- YOUR GOAL -
Reproduce, character for character, the lines of the records below, from the line containing "[outline] turquoise sea water" through the line containing "378 33 L 375", both included.

***** EXERCISE DATA

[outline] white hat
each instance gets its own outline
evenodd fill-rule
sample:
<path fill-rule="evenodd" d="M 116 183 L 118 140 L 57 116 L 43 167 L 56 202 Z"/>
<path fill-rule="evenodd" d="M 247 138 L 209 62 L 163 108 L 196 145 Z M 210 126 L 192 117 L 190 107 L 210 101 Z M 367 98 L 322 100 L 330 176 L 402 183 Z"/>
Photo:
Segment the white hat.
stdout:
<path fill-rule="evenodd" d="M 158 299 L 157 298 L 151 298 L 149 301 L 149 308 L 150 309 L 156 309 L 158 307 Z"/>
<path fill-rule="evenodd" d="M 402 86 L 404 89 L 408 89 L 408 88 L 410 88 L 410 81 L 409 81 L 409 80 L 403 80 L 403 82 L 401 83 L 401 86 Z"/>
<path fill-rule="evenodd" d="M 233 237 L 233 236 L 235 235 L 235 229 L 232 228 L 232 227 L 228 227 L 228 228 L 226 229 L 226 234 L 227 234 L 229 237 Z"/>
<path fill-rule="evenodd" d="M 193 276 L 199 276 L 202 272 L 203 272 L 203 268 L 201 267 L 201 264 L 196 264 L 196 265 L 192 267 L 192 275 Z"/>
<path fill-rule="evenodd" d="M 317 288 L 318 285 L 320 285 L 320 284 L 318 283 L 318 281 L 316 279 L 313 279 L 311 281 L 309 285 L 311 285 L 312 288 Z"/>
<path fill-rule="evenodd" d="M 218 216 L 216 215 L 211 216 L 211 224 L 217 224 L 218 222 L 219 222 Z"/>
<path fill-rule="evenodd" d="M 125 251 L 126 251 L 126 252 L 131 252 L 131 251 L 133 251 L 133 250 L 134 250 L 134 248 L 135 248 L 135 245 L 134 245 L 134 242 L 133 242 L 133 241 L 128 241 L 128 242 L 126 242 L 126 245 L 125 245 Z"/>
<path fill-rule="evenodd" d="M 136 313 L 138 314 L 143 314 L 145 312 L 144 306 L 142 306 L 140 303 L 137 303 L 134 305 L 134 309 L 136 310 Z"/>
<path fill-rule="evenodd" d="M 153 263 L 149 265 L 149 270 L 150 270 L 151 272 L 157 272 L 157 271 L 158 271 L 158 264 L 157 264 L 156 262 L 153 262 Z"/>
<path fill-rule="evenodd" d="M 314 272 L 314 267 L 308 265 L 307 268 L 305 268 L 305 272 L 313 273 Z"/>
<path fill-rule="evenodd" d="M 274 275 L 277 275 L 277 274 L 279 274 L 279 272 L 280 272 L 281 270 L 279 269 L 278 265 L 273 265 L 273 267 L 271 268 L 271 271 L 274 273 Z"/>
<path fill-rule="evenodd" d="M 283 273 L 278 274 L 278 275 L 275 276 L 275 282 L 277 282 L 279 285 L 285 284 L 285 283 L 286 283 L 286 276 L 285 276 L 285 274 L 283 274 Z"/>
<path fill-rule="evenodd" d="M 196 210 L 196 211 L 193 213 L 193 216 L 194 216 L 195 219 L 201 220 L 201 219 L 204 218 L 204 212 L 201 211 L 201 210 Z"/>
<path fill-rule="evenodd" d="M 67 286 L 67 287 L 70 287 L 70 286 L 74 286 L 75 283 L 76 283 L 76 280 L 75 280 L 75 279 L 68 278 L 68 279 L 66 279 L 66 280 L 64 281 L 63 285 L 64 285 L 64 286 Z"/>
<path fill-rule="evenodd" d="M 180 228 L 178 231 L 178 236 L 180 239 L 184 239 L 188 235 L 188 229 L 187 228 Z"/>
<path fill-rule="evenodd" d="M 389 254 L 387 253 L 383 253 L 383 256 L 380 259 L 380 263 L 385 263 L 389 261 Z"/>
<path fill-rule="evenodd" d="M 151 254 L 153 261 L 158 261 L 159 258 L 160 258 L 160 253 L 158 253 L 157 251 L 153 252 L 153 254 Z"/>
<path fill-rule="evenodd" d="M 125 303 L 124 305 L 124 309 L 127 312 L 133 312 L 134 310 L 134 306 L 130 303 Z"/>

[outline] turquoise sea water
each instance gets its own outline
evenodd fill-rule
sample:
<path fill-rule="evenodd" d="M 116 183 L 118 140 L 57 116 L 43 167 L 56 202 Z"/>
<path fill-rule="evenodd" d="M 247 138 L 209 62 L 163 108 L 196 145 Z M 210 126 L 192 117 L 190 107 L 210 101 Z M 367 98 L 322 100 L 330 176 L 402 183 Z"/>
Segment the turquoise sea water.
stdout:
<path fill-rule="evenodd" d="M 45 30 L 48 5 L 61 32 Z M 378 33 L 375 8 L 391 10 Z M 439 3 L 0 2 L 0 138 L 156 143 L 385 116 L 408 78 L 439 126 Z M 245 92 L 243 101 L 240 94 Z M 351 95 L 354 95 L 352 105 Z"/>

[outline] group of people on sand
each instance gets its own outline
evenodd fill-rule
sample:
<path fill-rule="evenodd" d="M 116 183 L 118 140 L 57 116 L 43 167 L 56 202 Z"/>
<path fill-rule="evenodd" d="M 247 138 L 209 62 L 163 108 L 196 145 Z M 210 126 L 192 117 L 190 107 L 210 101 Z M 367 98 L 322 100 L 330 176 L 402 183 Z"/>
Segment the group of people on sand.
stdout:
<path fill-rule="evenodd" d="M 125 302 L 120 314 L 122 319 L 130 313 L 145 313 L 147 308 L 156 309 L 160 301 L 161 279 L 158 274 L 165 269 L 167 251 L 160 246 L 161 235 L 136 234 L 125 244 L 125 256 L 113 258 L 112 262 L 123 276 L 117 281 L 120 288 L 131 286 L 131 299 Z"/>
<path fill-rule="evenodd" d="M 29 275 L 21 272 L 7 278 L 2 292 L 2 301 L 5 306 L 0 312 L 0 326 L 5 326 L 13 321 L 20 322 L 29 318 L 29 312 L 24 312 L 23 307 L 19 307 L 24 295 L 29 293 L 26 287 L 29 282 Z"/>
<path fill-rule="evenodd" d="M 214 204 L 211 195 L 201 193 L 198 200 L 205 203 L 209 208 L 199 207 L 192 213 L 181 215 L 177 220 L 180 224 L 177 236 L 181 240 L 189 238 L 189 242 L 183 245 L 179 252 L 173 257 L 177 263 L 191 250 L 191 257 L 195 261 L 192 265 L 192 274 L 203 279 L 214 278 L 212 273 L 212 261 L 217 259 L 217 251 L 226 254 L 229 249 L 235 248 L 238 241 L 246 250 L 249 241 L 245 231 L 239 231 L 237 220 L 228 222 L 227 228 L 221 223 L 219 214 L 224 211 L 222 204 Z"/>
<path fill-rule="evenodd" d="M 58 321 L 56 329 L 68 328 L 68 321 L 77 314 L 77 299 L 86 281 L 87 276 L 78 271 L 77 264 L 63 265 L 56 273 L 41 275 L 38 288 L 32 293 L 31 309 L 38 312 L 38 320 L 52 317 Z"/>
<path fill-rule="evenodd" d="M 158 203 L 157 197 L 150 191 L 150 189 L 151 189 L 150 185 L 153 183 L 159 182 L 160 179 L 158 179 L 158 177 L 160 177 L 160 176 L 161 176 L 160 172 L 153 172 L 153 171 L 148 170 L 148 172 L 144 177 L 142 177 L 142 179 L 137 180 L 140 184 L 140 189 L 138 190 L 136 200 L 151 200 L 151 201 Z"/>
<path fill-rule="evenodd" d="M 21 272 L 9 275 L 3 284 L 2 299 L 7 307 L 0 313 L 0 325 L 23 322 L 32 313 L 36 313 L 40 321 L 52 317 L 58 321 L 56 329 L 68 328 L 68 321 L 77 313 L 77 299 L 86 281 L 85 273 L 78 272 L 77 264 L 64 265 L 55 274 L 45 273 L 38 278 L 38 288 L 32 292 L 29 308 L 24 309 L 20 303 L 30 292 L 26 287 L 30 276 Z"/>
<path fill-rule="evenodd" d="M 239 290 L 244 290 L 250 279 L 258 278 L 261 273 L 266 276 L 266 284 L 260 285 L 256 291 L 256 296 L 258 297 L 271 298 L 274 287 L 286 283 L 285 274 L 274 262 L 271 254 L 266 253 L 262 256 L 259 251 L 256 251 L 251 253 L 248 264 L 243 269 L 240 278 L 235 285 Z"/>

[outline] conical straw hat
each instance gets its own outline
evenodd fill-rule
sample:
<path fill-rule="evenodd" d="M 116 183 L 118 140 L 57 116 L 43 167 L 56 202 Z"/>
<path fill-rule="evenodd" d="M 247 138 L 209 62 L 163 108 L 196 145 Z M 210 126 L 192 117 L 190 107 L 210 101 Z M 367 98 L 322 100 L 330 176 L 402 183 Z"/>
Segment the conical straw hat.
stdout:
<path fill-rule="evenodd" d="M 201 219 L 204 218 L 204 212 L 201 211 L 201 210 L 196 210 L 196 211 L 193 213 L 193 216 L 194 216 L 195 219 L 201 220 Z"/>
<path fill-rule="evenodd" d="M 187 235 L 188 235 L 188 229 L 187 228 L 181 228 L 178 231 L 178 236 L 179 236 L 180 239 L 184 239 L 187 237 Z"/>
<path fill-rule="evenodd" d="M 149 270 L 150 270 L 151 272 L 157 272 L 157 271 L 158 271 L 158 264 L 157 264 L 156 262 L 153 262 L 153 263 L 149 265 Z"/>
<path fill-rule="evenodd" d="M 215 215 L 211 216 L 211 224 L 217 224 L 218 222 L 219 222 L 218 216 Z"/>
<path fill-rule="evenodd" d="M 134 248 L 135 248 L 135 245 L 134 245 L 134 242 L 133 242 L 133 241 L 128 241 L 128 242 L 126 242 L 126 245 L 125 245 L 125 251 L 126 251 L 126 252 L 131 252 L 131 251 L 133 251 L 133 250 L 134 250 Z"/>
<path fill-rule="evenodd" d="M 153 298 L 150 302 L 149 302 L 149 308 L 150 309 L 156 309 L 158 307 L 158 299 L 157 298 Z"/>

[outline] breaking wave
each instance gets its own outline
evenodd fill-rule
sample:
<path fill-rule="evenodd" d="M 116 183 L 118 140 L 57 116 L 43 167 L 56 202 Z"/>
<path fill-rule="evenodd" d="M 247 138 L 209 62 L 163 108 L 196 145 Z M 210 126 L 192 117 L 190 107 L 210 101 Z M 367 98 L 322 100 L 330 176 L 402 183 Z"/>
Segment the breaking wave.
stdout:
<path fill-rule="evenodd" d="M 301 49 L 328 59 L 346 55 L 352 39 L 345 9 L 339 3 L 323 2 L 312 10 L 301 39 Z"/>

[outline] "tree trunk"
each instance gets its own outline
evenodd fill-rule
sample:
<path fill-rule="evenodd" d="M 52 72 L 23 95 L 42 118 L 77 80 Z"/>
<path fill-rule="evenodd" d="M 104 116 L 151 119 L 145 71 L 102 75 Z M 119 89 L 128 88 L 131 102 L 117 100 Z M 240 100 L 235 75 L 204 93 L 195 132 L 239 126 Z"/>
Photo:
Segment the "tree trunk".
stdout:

**********

- RESULT -
[outline] turquoise sea water
each instance gets its own outline
evenodd fill-rule
sample:
<path fill-rule="evenodd" d="M 116 183 L 118 140 L 57 116 L 43 167 L 56 202 Z"/>
<path fill-rule="evenodd" d="M 247 138 L 209 62 L 163 108 L 196 145 Z M 210 126 L 192 117 L 190 107 L 210 101 Z M 367 98 L 322 100 L 330 176 L 402 183 Z"/>
Segment the turquoise sea water.
stdout:
<path fill-rule="evenodd" d="M 45 30 L 48 5 L 61 32 Z M 378 33 L 375 8 L 391 10 Z M 439 3 L 0 2 L 0 138 L 156 143 L 385 116 L 408 78 L 439 126 Z M 245 92 L 243 101 L 240 94 Z M 351 95 L 354 95 L 352 105 Z"/>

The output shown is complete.